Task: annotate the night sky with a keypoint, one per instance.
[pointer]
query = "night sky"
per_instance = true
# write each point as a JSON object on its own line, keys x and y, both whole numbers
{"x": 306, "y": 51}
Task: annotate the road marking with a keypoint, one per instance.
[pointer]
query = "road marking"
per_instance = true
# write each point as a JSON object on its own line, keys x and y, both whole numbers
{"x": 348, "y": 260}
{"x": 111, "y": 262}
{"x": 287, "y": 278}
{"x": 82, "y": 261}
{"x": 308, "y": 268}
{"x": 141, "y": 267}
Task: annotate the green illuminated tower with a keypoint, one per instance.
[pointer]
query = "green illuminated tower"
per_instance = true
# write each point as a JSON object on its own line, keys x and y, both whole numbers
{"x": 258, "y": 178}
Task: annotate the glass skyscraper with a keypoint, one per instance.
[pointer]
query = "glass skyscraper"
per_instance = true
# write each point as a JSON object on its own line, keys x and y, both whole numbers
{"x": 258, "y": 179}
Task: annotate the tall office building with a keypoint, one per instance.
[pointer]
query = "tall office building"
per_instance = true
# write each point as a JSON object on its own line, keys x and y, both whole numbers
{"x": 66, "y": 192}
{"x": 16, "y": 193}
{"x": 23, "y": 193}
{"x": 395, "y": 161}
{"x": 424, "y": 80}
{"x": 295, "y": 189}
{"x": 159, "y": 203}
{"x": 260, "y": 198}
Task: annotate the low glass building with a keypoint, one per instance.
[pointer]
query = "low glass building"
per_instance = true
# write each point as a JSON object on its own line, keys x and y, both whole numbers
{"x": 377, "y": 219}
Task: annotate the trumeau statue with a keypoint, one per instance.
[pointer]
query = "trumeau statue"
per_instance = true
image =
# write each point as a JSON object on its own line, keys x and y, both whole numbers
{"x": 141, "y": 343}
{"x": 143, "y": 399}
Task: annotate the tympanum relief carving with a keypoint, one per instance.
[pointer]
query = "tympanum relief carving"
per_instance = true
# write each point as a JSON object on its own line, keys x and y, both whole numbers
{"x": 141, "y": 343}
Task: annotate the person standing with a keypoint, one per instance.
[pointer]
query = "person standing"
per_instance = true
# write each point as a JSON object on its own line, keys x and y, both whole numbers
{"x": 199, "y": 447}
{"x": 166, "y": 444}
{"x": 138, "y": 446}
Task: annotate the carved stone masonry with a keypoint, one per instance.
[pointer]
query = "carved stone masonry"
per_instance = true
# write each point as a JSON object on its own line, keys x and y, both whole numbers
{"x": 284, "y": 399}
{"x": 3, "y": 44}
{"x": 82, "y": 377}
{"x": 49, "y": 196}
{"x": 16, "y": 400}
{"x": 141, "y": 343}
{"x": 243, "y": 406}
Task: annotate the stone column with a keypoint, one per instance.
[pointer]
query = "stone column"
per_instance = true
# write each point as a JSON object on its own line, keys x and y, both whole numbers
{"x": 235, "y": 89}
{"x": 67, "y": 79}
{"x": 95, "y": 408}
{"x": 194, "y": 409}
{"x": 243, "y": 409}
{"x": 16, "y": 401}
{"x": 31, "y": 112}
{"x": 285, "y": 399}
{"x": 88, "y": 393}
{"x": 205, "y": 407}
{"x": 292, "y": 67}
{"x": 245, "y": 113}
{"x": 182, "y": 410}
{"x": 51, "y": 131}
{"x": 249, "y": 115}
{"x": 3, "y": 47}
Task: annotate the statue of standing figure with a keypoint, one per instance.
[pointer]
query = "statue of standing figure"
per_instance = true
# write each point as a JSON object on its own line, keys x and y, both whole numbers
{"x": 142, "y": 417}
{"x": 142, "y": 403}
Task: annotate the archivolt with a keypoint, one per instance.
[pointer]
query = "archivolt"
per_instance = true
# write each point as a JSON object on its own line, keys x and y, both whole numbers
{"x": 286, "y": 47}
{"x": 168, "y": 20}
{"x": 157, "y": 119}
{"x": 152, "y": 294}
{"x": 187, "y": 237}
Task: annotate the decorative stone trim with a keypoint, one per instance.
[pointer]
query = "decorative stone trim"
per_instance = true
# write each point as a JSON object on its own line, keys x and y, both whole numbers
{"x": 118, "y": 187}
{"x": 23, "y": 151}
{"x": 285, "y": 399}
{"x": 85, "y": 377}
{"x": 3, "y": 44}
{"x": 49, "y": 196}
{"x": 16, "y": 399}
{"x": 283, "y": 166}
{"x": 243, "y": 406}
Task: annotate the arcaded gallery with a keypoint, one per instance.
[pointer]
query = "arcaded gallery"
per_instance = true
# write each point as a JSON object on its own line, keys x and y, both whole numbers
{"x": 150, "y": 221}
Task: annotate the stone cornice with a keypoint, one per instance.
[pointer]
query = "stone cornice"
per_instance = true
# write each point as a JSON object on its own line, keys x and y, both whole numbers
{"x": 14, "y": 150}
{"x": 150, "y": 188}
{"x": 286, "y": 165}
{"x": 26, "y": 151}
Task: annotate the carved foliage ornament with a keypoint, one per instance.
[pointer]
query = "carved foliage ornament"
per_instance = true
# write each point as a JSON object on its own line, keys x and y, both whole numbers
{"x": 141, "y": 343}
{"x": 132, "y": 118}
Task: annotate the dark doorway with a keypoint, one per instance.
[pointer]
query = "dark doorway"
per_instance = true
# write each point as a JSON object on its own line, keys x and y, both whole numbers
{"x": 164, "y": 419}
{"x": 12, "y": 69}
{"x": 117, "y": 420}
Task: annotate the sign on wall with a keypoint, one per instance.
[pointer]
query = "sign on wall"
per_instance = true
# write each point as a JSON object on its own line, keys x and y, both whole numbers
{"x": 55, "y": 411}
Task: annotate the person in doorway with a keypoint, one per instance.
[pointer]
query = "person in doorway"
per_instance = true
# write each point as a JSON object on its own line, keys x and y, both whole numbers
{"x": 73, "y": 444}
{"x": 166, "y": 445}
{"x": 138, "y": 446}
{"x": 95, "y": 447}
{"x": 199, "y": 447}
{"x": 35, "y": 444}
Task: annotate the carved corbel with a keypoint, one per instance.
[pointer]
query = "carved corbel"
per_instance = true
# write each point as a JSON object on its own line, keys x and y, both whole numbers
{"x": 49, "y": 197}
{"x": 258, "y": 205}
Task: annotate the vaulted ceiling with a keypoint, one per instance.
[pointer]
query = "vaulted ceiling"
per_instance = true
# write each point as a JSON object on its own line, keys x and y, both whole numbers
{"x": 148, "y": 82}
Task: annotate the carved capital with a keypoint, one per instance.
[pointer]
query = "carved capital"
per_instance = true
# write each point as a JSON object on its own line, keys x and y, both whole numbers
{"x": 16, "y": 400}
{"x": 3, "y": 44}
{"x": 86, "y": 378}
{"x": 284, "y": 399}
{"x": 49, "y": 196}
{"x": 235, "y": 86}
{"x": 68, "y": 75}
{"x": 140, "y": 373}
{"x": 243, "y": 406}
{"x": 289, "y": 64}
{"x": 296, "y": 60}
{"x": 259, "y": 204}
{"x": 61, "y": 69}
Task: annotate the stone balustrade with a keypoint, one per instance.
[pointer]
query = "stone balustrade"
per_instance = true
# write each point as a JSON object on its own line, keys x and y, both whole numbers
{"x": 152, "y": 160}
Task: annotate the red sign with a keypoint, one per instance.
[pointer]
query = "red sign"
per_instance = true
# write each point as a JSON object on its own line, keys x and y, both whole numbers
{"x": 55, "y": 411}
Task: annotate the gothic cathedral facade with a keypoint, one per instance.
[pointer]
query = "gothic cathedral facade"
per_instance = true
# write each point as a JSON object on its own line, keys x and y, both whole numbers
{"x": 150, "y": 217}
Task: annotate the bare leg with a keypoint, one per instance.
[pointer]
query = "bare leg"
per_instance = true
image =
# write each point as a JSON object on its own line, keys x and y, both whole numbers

> [Exercise details]
The entries above should be set down again exactly as they appear.

> [Your solution]
Task: annotate the night sky with a keypoint, one per instance.
[pointer]
query = "night sky"
per_instance = true
# write each point as a JSON object on its own line, keys x and y, both whole numbers
{"x": 306, "y": 51}
Task: annotate the road marking with a keypoint, one per instance.
[pointer]
query = "road marking"
per_instance = true
# write each point as a JSON object on its own line, keys x and y, both whole numbers
{"x": 348, "y": 260}
{"x": 111, "y": 262}
{"x": 287, "y": 278}
{"x": 82, "y": 261}
{"x": 308, "y": 268}
{"x": 141, "y": 267}
Task: annotate the green illuminated tower with a keypoint, one per instance.
[pointer]
query = "green illuminated tower"
per_instance = true
# write each point as a JSON object on its own line, keys x and y, both whole numbers
{"x": 258, "y": 178}
Task: annotate the glass skyscraper with a keypoint, one per instance.
[pointer]
query = "glass skyscraper"
per_instance = true
# write each point as a JSON object on its own line, keys x and y, both whole numbers
{"x": 258, "y": 179}
Task: annotate the tall office building with a keypoint, one per instance.
[pointer]
query = "tall office building"
per_instance = true
# write each point as a JSON object on its own line, keys x and y, both whole numbers
{"x": 66, "y": 192}
{"x": 16, "y": 193}
{"x": 23, "y": 193}
{"x": 395, "y": 161}
{"x": 424, "y": 80}
{"x": 295, "y": 189}
{"x": 159, "y": 203}
{"x": 260, "y": 198}
Task: annotate the low glass building with a keypoint, one per instance.
[pointer]
query = "low glass building"
per_instance = true
# write each point as a JSON object on its own line, keys x and y, both whole numbers
{"x": 377, "y": 219}
Task: annotate the trumeau statue with a keypoint, one per instance.
[pointer]
query = "trumeau statue"
per_instance = true
image =
# write each point as a JSON object on its own line, keys x and y, both whole numbers
{"x": 141, "y": 343}
{"x": 143, "y": 399}
Task: annotate the tympanum relief carving with a keypoint, one per instance.
[pointer]
query = "tympanum relief carving"
per_instance = true
# write each point as a JSON object on its own line, keys x and y, both whole numbers
{"x": 141, "y": 343}
Task: annotate the person standing with a keypoint, one per instance.
[pointer]
query = "person standing"
per_instance = true
# write each point as a JSON object on its own line, keys x and y, both whole numbers
{"x": 199, "y": 447}
{"x": 166, "y": 444}
{"x": 138, "y": 446}
Task: annotate the carved stone masonry with a keypoint, one per instance.
[pointer]
query = "carved stone masonry"
per_instance = true
# write each point as a JSON object on its own line, keys x and y, both whole numbers
{"x": 284, "y": 399}
{"x": 3, "y": 44}
{"x": 82, "y": 377}
{"x": 49, "y": 196}
{"x": 16, "y": 400}
{"x": 141, "y": 343}
{"x": 243, "y": 406}
Task: annotate the stone column with a keypoint, one per instance.
[pointer]
query = "stone column"
per_instance = true
# write each point as a JSON object on its own line, keys x and y, both whole numbers
{"x": 235, "y": 89}
{"x": 67, "y": 79}
{"x": 95, "y": 408}
{"x": 194, "y": 409}
{"x": 243, "y": 409}
{"x": 16, "y": 401}
{"x": 31, "y": 112}
{"x": 285, "y": 399}
{"x": 88, "y": 393}
{"x": 205, "y": 407}
{"x": 292, "y": 67}
{"x": 245, "y": 113}
{"x": 182, "y": 410}
{"x": 51, "y": 131}
{"x": 249, "y": 115}
{"x": 3, "y": 47}
Task: annotate the statue of standing figure with a keypoint, one per instance.
[pointer]
query = "statue of standing figure"
per_instance = true
# write each point as a JSON object on its own line, keys x and y, both whole numbers
{"x": 142, "y": 417}
{"x": 142, "y": 403}
Task: annotate the archivolt with a keypoint, one per instance.
[pointer]
query = "archivolt"
per_instance = true
# write each point as a JSON object on its own line, keys x and y, both whole numbers
{"x": 286, "y": 47}
{"x": 168, "y": 20}
{"x": 157, "y": 119}
{"x": 152, "y": 294}
{"x": 187, "y": 237}
Task: annotate the decorative stone trim with a keypoint, one per instance.
[pointer]
query = "decorative stone trim"
per_instance = true
# write each point as a JSON object on its own line, keys x and y, both whole numbers
{"x": 118, "y": 187}
{"x": 23, "y": 151}
{"x": 285, "y": 399}
{"x": 85, "y": 377}
{"x": 3, "y": 44}
{"x": 49, "y": 196}
{"x": 16, "y": 399}
{"x": 283, "y": 166}
{"x": 243, "y": 406}
Task: annotate the arcaded gallery with a keypoint, one per instance.
[pointer]
query = "arcaded gallery"
per_instance = true
# write each point as a JSON object on its own line, keys x and y, both whole numbers
{"x": 150, "y": 221}
Task: annotate the stone cornice with a keypoint, one per instance.
[pointer]
query = "stone cornice"
per_instance = true
# write each point as a JSON object on its own line, keys x and y, both whole numbers
{"x": 14, "y": 150}
{"x": 150, "y": 188}
{"x": 286, "y": 165}
{"x": 26, "y": 151}
Task: annotate the carved foliage ornament with a keypoint, one per instance.
[pointer]
query = "carved foliage ornament"
per_instance = true
# write each point as a JSON object on its own line, keys x and y, both whole numbers
{"x": 141, "y": 343}
{"x": 132, "y": 118}
Task: annotate the dark doorway with a keypoint, one per instance.
[pointer]
query = "dark doorway"
per_instance = true
# write each point as a JSON object on its own line, keys x and y, both whole numbers
{"x": 164, "y": 419}
{"x": 12, "y": 69}
{"x": 117, "y": 420}
Task: annotate the sign on wall with a keypoint, one per instance.
[pointer]
query = "sign on wall"
per_instance = true
# write each point as a JSON object on its own line, keys x and y, both whole numbers
{"x": 55, "y": 411}
Task: annotate the person in doorway with a keypoint, one per instance.
[pointer]
query = "person in doorway"
per_instance = true
# write each point as a JSON object on its own line, keys x and y, both whole numbers
{"x": 73, "y": 444}
{"x": 166, "y": 445}
{"x": 138, "y": 446}
{"x": 95, "y": 447}
{"x": 199, "y": 447}
{"x": 35, "y": 444}
Task: annotate the carved corbel with a keypoint, one per instance.
[pointer]
query = "carved corbel"
per_instance = true
# write each point as a JSON object on its own line, keys x and y, both whole numbers
{"x": 49, "y": 197}
{"x": 258, "y": 205}
Task: annotate the vaulted ceiling with a keypoint, one per instance.
[pointer]
query = "vaulted ceiling"
per_instance = true
# write each point as a JSON object on its own line, keys x and y, both whole numbers
{"x": 148, "y": 82}
Task: annotate the carved capital with a keypoint, one per instance.
[pointer]
query = "carved capital"
per_instance = true
# write each point as a JSON object on its own line, keys x and y, both whole numbers
{"x": 16, "y": 400}
{"x": 3, "y": 44}
{"x": 86, "y": 378}
{"x": 284, "y": 399}
{"x": 49, "y": 196}
{"x": 235, "y": 86}
{"x": 68, "y": 75}
{"x": 140, "y": 373}
{"x": 243, "y": 406}
{"x": 289, "y": 64}
{"x": 296, "y": 60}
{"x": 259, "y": 204}
{"x": 61, "y": 69}
Task: annotate the stone balustrade with a keypoint, one per instance.
[pointer]
query = "stone balustrade"
per_instance = true
# write each point as a JSON object on its own line, keys x and y, both whole numbers
{"x": 152, "y": 160}
Task: annotate the red sign with a keypoint, one per instance.
[pointer]
query = "red sign"
per_instance = true
# write each point as a JSON object on its own line, keys x and y, both whole numbers
{"x": 55, "y": 411}
Task: annotate the gothic cathedral facade with a keypoint, one per instance.
[pointer]
query = "gothic cathedral facade"
per_instance = true
# write each point as a JSON object on its own line, keys x and y, both whole numbers
{"x": 150, "y": 217}
Task: annotate the bare leg with a keypoint, one per instance.
[pointer]
query = "bare leg"
per_instance = true
image =
# write each point as a JSON object on its own line, keys x and y, both whole numbers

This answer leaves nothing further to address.